> Work request
In the copy you make of the entries, no picture should appear, and every word must match.

> Provided entries

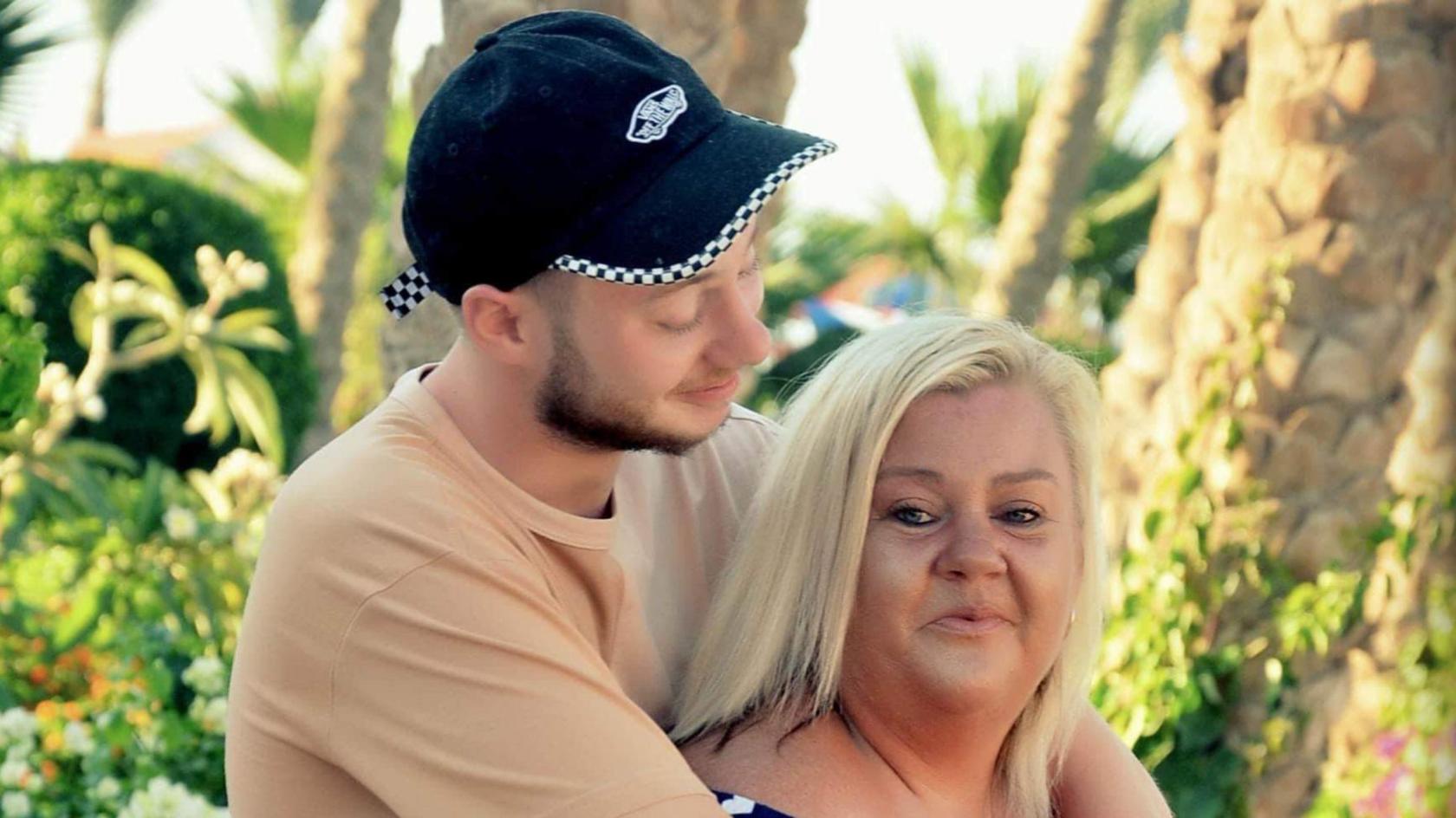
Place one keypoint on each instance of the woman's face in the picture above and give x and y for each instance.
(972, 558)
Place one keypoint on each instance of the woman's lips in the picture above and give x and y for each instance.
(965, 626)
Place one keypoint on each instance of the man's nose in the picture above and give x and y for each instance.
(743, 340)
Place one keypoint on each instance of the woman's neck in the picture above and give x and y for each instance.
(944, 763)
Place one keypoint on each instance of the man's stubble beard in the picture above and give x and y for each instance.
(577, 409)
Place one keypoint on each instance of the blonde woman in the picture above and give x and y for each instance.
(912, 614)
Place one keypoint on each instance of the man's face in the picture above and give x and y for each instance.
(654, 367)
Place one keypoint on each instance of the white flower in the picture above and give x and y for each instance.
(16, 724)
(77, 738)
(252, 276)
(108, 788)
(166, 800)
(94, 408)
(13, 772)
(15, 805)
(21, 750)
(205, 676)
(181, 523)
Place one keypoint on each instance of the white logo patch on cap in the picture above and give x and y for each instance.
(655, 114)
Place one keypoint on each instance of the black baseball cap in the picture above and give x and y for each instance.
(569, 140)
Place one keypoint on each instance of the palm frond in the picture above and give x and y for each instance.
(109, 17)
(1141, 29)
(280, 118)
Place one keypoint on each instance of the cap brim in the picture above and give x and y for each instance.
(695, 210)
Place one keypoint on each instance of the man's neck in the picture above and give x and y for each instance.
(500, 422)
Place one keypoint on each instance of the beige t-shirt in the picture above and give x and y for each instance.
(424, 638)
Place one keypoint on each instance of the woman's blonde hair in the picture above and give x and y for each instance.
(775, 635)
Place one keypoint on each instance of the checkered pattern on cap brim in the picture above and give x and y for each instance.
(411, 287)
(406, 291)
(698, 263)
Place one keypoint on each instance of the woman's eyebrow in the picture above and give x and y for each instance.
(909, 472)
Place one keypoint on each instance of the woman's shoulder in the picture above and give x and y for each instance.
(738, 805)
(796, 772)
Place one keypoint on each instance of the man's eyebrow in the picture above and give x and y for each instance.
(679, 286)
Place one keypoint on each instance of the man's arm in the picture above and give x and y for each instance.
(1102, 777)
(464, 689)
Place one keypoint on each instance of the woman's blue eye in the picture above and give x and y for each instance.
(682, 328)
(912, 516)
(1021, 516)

> Written answer
Place one keypoint on each instance of the woman's face in the picture above and give x and y for each instance.
(972, 558)
Place one keypoint on each instance of the woman's lips in the picture above and give x and y for each instance.
(965, 626)
Place one keypoint on each instance of the man's nose in the picture above and give x and y for each instance.
(743, 340)
Place one keypoint on each instance of the woman's neck in the picture above and give x and y for each instance.
(944, 763)
Place one keypoint on each instance of the man's stubble beard in the picture above and give x and y for each instance.
(577, 409)
Place one keypoint on each instance of the blonde woman in the picture above and give x and y for each instance.
(912, 614)
Place one keypoint on each instance of the man's face in the picture above and give x and y for each instance.
(654, 367)
Place one keypoint on each instance of the white flower in the picture above and give x and y for each instance.
(16, 724)
(77, 738)
(252, 276)
(108, 788)
(166, 800)
(94, 408)
(13, 772)
(15, 805)
(21, 750)
(205, 676)
(181, 523)
Place one keypoint on each instance of the white logo patch on cap in the picture above and give x and y for each instance.
(655, 114)
Place one keypoint on each instance of the black baseball cap in the picture above and give x and y for each instance.
(569, 140)
Place one keypoint on each instance of the palm frond in the picture above and give x and y for each instance.
(109, 17)
(1141, 29)
(280, 118)
Place one keypoint on each instance of the cap brim in the picture above and give x and y for each instance.
(695, 210)
Place one keypoint on each instance of the man's neck in the picture above and give x and y for each instance.
(500, 422)
Place one keypoint on each instance of the beige t-shirt in the picture above and give x and y for each instance.
(424, 638)
Place one keypoint on each instance of the woman's blonde hair in the picture above and give x and y for each instance.
(775, 635)
Place one keypoint on each instance of the checkered pattern on cap brim in the picture above and give x and y for each instance.
(411, 287)
(406, 291)
(698, 263)
Place one keypoint on each instance of the woman's eyebrow in the picture above and give x and y for each instance.
(909, 472)
Place one keypoint on each instance of the woman's shoulder in the picture above and give x and y for each instance.
(738, 805)
(796, 772)
Place one keypoint on each instance of the man's eyebrow in the picture above and give x and y for each instance.
(679, 286)
Place one keypoint on each instance of the man's arm in the picture above and give x and y for each instance.
(1102, 777)
(464, 689)
Place one keypoint on each instance of the woman's blue eye in the picture above and give x and y for each instance.
(682, 328)
(912, 516)
(1021, 516)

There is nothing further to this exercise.